RECORDS SUPPLIED
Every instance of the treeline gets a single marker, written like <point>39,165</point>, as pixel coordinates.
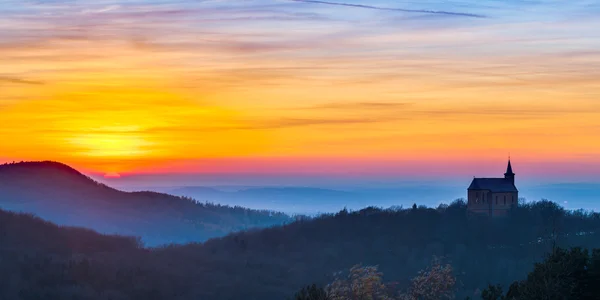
<point>275,263</point>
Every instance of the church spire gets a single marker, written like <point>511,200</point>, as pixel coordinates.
<point>510,175</point>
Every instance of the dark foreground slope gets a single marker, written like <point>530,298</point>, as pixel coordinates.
<point>274,263</point>
<point>62,195</point>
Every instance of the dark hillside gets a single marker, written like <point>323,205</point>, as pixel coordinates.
<point>274,263</point>
<point>62,195</point>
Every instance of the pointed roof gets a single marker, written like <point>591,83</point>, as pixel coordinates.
<point>509,169</point>
<point>495,185</point>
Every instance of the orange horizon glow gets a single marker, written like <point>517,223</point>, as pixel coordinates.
<point>180,94</point>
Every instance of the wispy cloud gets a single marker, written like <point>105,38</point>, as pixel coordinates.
<point>423,11</point>
<point>19,81</point>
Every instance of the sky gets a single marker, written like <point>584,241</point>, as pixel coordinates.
<point>365,89</point>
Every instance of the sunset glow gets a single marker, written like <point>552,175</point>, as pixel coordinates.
<point>132,87</point>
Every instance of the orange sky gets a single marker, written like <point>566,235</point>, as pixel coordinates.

SHORT PROBLEM
Render all the records above as a numbered list, one line per item, with blank lines dropped and the pictures omitted.

THE ANSWER
1. Every instance of the treeline gets a single marker, written like <point>39,165</point>, as pixel coordinates.
2. <point>275,263</point>
3. Every instance of the church spire gets a single marker, written like <point>511,200</point>, as pixel coordinates.
4. <point>510,175</point>
5. Every instance of the dark foreground slope gets a single marker, written like <point>530,298</point>, as pixel coordinates.
6. <point>274,263</point>
7. <point>62,195</point>
8. Every instance of the dark hillside gets a single marker, written like <point>323,205</point>, as pixel coordinates.
9. <point>274,263</point>
10. <point>62,195</point>
11. Every instance of the pointed roof gets a single marker, written like <point>591,83</point>, as pixel coordinates.
12. <point>509,169</point>
13. <point>495,185</point>
14. Every instance of the orange horizon glow gets a single marker, written like <point>517,223</point>, as pixel coordinates.
15. <point>180,94</point>
16. Every instance of the wispy cloud gets a single marker, written like <point>105,38</point>, as pixel coordinates.
17. <point>423,11</point>
18. <point>19,81</point>
19. Every instance of the sky gets a single marker, written like <point>584,241</point>, as pixel coordinates.
20. <point>365,89</point>
21. Every instance of the sunset glow gets a single marker, written like <point>552,175</point>, as pixel coordinates.
22. <point>132,87</point>
23. Every instance of the orange sky gets a single marker, written like <point>566,235</point>, as pixel coordinates.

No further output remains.